▶ **Set task**
Format every line of the data below as a numbered list, leaving out any blank lines.

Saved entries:
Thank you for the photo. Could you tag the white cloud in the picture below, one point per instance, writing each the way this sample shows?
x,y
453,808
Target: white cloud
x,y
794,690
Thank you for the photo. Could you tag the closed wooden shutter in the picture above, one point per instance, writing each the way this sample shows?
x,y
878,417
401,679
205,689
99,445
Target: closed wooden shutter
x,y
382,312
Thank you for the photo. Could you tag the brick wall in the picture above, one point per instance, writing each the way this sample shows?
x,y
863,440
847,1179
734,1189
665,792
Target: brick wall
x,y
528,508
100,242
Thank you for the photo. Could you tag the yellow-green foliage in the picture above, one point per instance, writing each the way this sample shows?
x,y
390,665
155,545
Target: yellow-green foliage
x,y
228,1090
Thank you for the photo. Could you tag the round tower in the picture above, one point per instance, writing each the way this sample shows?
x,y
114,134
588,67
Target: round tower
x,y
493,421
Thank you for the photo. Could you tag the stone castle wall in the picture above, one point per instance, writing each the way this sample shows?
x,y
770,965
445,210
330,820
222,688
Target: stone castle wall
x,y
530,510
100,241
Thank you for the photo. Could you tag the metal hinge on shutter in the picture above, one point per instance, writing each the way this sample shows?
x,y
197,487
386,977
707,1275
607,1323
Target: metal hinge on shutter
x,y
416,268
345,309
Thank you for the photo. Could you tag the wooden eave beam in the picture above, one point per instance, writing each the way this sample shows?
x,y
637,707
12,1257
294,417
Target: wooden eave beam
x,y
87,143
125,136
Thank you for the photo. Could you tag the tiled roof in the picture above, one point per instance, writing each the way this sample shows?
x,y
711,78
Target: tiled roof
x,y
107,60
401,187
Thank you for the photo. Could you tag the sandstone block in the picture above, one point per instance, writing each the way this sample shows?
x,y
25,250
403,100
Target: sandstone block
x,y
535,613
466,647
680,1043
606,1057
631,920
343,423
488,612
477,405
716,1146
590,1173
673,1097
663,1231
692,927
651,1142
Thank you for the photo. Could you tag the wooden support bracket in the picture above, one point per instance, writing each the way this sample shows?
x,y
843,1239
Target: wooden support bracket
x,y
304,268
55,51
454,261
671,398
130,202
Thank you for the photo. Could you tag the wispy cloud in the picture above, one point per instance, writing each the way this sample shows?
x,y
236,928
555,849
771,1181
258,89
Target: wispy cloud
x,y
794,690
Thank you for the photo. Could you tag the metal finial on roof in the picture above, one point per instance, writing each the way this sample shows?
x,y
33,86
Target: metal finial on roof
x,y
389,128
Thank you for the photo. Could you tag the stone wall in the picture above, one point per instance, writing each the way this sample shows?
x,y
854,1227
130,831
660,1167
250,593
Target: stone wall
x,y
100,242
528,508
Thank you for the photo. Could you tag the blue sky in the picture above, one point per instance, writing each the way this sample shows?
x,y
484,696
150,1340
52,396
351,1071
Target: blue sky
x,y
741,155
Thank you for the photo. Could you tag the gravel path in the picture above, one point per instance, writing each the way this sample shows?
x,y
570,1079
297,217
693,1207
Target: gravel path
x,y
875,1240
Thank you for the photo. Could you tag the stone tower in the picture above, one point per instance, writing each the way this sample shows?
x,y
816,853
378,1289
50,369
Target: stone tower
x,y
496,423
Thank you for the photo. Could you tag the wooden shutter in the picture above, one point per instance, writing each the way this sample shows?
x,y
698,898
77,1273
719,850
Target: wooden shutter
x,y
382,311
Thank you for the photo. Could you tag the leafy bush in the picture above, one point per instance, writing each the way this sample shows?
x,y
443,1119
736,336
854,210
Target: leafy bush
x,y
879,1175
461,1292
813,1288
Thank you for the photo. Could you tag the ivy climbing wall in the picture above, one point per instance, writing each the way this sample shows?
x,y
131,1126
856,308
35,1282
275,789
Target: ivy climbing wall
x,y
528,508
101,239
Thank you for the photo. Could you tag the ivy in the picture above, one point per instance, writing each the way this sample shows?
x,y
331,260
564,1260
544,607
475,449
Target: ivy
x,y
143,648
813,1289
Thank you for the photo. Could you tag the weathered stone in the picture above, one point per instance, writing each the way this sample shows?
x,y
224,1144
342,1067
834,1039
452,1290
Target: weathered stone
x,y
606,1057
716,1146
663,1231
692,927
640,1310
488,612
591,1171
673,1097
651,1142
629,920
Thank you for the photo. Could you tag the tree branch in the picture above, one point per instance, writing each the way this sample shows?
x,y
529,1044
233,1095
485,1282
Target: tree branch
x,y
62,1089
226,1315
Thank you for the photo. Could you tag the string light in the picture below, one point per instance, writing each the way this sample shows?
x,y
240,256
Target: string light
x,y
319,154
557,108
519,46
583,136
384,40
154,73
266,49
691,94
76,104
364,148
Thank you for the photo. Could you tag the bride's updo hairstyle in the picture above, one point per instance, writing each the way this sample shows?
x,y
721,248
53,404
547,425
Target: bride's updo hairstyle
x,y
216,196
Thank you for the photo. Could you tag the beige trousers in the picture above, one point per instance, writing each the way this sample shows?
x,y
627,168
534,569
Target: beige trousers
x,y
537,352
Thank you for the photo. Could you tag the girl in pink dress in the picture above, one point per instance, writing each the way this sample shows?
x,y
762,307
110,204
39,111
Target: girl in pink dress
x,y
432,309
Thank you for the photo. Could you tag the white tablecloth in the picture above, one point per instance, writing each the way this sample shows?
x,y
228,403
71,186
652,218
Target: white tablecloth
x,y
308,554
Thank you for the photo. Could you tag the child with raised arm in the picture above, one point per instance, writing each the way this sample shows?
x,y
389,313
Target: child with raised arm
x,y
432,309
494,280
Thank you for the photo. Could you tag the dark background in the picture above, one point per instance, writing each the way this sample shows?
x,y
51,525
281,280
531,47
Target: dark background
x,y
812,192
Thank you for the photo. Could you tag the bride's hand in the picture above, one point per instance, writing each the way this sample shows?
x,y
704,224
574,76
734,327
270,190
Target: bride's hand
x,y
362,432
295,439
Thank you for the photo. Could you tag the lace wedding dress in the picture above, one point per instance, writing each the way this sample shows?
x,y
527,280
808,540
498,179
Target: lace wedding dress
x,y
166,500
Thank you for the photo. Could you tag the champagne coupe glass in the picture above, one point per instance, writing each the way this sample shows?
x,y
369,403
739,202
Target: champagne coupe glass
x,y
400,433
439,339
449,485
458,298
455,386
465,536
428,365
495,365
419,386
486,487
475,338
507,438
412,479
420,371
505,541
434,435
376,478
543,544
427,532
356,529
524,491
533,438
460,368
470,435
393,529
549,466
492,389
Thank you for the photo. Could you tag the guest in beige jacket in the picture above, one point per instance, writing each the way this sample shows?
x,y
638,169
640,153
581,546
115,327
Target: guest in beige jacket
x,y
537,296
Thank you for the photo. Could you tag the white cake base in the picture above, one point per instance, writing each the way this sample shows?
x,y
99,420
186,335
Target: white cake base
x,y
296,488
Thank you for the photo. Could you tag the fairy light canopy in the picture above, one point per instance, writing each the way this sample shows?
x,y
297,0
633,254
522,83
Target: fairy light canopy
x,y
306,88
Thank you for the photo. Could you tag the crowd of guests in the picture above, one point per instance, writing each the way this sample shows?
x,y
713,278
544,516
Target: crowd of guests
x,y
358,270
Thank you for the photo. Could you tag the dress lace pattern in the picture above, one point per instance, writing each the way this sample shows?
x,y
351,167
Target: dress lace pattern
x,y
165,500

▶ **Result for this task**
1. Thank you for the photo. Could you tag the white cloud in the picture below, one point per instance, writing each the way this sample shows?
2. x,y
3. 453,808
4. Target: white cloud
5. x,y
6. 794,690
7. Thank you for the photo. Could you tag the closed wooden shutter in the picture above, one point per instance, writing each the way this sample shows?
8. x,y
9. 878,417
10. 401,679
11. 205,689
12. 99,445
13. Target: closed wooden shutter
14. x,y
15. 382,312
16. Thank you for the photo. Could you tag the brick wall in the picture above, one point per instance, writing each the way this sample shows?
17. x,y
18. 863,440
19. 847,1179
20. 734,1189
21. 665,792
22. Target: brick wall
23. x,y
24. 528,508
25. 100,242
26. Thank you for the photo. Could you tag the yellow-green foliage in the picture above, one point per instance, writing each the way this sample shows?
27. x,y
28. 390,665
29. 155,545
30. Target: yellow-green foliage
31. x,y
32. 228,1090
33. Thank you for the photo. Could you tag the round tower in the picture above, one point per instance, writing each the way this sample shows?
34. x,y
35. 114,134
36. 588,67
37. Target: round tower
38. x,y
39. 493,421
40. Thank you for the photo. Could you tag the stone castle wall in the picture above, one point per instance, writing each the way this sample shows?
41. x,y
42. 770,965
43. 445,210
44. 330,820
45. 222,688
46. Target: stone castle wall
47. x,y
48. 530,510
49. 100,241
50. Thank you for the photo. Could you tag the metal hinge on shutter in the picture above, one point per instance, writing each the way this sample shows?
51. x,y
52. 197,487
53. 386,977
54. 707,1275
55. 607,1323
56. Target: metal hinge on shutter
57. x,y
58. 416,268
59. 345,309
60. Thank you for the photo. Could you tag the wooden eave beam in the picture above, one point per instance, writing each the way this sample shows?
61. x,y
62. 637,707
63. 12,1257
64. 294,417
65. Target: wooden eave beam
66. x,y
67. 87,143
68. 125,136
69. Thank you for the photo. Could you tag the tiled roof in the picture above, one point per instance, writing each the way this sample shows?
70. x,y
71. 711,78
72. Target: tiled roof
73. x,y
74. 107,60
75. 401,187
76. Thank you for the photo. Could you tag the sandstone block in the picture above, one point per instance, writing each the way this sample shows?
77. x,y
78. 25,250
79. 403,100
80. Target: sandstone block
81. x,y
82. 535,613
83. 466,647
84. 680,1043
85. 606,1057
86. 631,920
87. 343,423
88. 488,612
89. 477,405
90. 716,1146
91. 590,1173
92. 673,1097
93. 663,1231
94. 692,927
95. 651,1142
96. Thank you for the photo. Could you tag the wooden support bracket in the picture above, one point per instance, writing each the way this sample shows?
97. x,y
98. 843,1239
99. Target: wooden support bracket
100. x,y
101. 304,268
102. 55,51
103. 454,261
104. 671,398
105. 130,202
106. Thank you for the photo. Could you tag the wispy cloud in the picture above, one point per instance, writing each the way this sample shows?
107. x,y
108. 236,928
109. 555,849
110. 771,1181
111. 258,89
112. Target: wispy cloud
113. x,y
114. 794,690
115. Thank you for the photo. Could you tag the metal finial on roof in the picture above, one point per instance, writing each the way this sample shows?
116. x,y
117. 33,86
118. Target: metal finial on roof
119. x,y
120. 389,128
121. Thank you for the photo. Could you tag the stone wall in the picture above, one point per instance, writing each the way this sample shows?
122. x,y
123. 854,1227
124. 130,831
125. 660,1167
126. 250,593
127. Target: stone wall
128. x,y
129. 100,242
130. 528,508
131. Thank you for the photo. Could you tag the blue sky in the picture above, one point per instance, writing each the way this sample shows?
132. x,y
133. 484,696
134. 150,1340
135. 52,396
136. 351,1071
137. Target: blue sky
138. x,y
139. 741,155
140. Thank you for the photo. Could you tag the gravel path in the picture above, one point per instance, writing each the way this sample shows?
141. x,y
142. 570,1079
143. 297,217
144. 693,1207
145. Target: gravel path
146. x,y
147. 875,1240
148. Thank you for the photo. Could you tag the stone tower in the picture above, one point per instance, writing each the way this sample shows?
149. x,y
150. 816,853
151. 378,1289
152. 50,369
153. Target: stone tower
154. x,y
155. 496,423
156. Thank you for the photo. Could you tag the wooden shutter in the picture above, one point per instance, writing each the way this sample shows?
157. x,y
158. 698,898
159. 77,1273
160. 719,850
161. Target: wooden shutter
162. x,y
163. 382,311
164. Thank you for the photo. Could you tag the leafy bush in the picture above, one point per instance, writing each the way this sample shows?
165. x,y
166. 443,1119
167. 736,336
168. 854,210
169. Target: leafy bush
170. x,y
171. 879,1175
172. 461,1292
173. 813,1288
174. Thank you for the photo. Could you tag the ivy climbing wall in the picture above, one point per instance, writing each the way this sample shows?
175. x,y
176. 131,1126
177. 856,308
178. 35,1282
179. 275,789
180. Target: ivy climbing wall
181. x,y
182. 528,508
183. 101,239
184. Thank you for the photo. Could you tag the ivy in the picture above, one point per instance, writing each the way this sample shows?
185. x,y
186. 331,260
187. 564,1260
188. 544,607
189. 475,449
190. Target: ivy
191. x,y
192. 143,648
193. 813,1289
194. Thank you for the photo. Could you tag the weathered stone in the picture above, one point per instance, writing each the way this sample shows?
195. x,y
196. 224,1144
197. 342,1067
198. 834,1039
199. 452,1290
200. Target: weathered stone
201. x,y
202. 606,1057
203. 716,1146
204. 663,1231
205. 692,927
206. 640,1310
207. 488,612
208. 591,1171
209. 673,1097
210. 651,1142
211. 629,920
212. Thank you for the photo. Could you tag the tree branch in the picture above, one point per instance, writing each the way this sample shows?
213. x,y
214. 529,1044
215. 233,1095
216. 485,1282
217. Target: tree branch
218. x,y
219. 62,1089
220. 226,1315
221. Thank you for the photo. Could you tag the string light in the picture below, one point per instance, writing each the way this sample shows?
222. x,y
223. 240,256
224. Target: string light
225. x,y
226. 319,154
227. 557,108
228. 519,46
229. 583,136
230. 384,40
231. 154,73
232. 266,49
233. 691,94
234. 76,104
235. 364,148
236. Thank you for the photo. Could you tag the bride's updo hairstyle in the picture above, one point per instance, writing each the way this sample shows?
237. x,y
238. 721,248
239. 53,404
240. 547,425
241. Target: bride's updo hairstyle
242. x,y
243. 216,196
244. Thank you for the photo. Could you tag the beige trousers in the picture above, one point per instance, writing each the way this sample shows?
245. x,y
246. 627,168
247. 534,569
248. Target: beige trousers
249. x,y
250. 537,352
251. Thank you for the photo. Could you tag the girl in pink dress in the picture above, one point per instance, writing each the way this sample shows?
252. x,y
253. 762,307
254. 110,204
255. 39,111
256. Target: girl in pink dress
257. x,y
258. 432,309
259. Thank you for the photo. Could you tag the white tablecloth in the picture above, one point per instance, writing each the way this sample shows?
260. x,y
261. 228,403
262. 71,186
263. 652,218
264. Target: white tablecloth
265. x,y
266. 308,554
267. Thank you for the photo. Could you tag the child with raised arm in the picture above, one point per instance, writing each the way this sample shows?
268. x,y
269. 389,313
270. Target: child with raised arm
271. x,y
272. 432,309
273. 494,280
274. Thank you for the photo. Could you tag the dark background in the picture above, one point per instance, writing each the way this sample shows?
275. x,y
276. 51,525
277. 281,280
278. 531,47
279. Target: dark background
280. x,y
281. 812,192
282. Thank you for the photo. Could you tag the bride's hand in the picture above, one point per instance, writing each the way this sample shows?
283. x,y
284. 704,224
285. 574,76
286. 734,327
287. 270,190
288. Target: bride's hand
289. x,y
290. 362,432
291. 295,439
292. Thank you for the photo. Could you tag the lace wedding dress in the picture above, one point per instance, writing each the way this sample shows?
293. x,y
294. 527,280
295. 808,540
296. 498,179
297. Target: lace wedding dress
298. x,y
299. 166,500
300. Thank you for the photo. Could you tag the champagne coupe glass in the picture above, one point per instance, writing each the way this sample shows?
301. x,y
302. 369,403
303. 739,202
304. Target: champagne coupe glass
305. x,y
306. 400,433
307. 439,339
308. 449,485
309. 458,298
310. 455,386
311. 465,536
312. 428,365
313. 495,365
314. 419,386
315. 486,487
316. 475,338
317. 507,438
318. 412,479
319. 420,371
320. 505,541
321. 434,435
322. 376,478
323. 543,544
324. 427,532
325. 356,529
326. 524,491
327. 533,438
328. 460,368
329. 470,435
330. 393,529
331. 549,466
332. 492,389
333. Thank you for the photo. Could you tag the guest in beige jacket in the picture above, one point per instance, writing each the way this sample shows?
334. x,y
335. 638,169
336. 640,153
337. 581,546
338. 115,327
339. Target: guest in beige jacket
340. x,y
341. 537,296
342. Thank you for the photo. Could you tag the white cake base in the picture above, one point per instance, writing each the way this sample shows?
343. x,y
344. 99,420
345. 186,335
346. Target: white cake base
347. x,y
348. 296,488
349. Thank you for the photo. Could you tag the fairy light canopy in the picture above, one point per instance, writing each the way this sample shows?
350. x,y
351. 297,0
352. 633,254
353. 522,83
354. Target: fairy light canopy
355. x,y
356. 306,88
357. Thank you for the photo. Could you tag the crowd of guests in the picture above, one point per instance, writing each the way this sample shows?
358. x,y
359. 713,278
360. 544,516
361. Target: crowd of guests
362. x,y
363. 358,270
364. Thank you for the photo. Could you tag the dress lace pattern in the picture above, one point per instance, writing each the way this sample shows?
365. x,y
366. 351,167
367. Target: dress lace pattern
368. x,y
369. 165,500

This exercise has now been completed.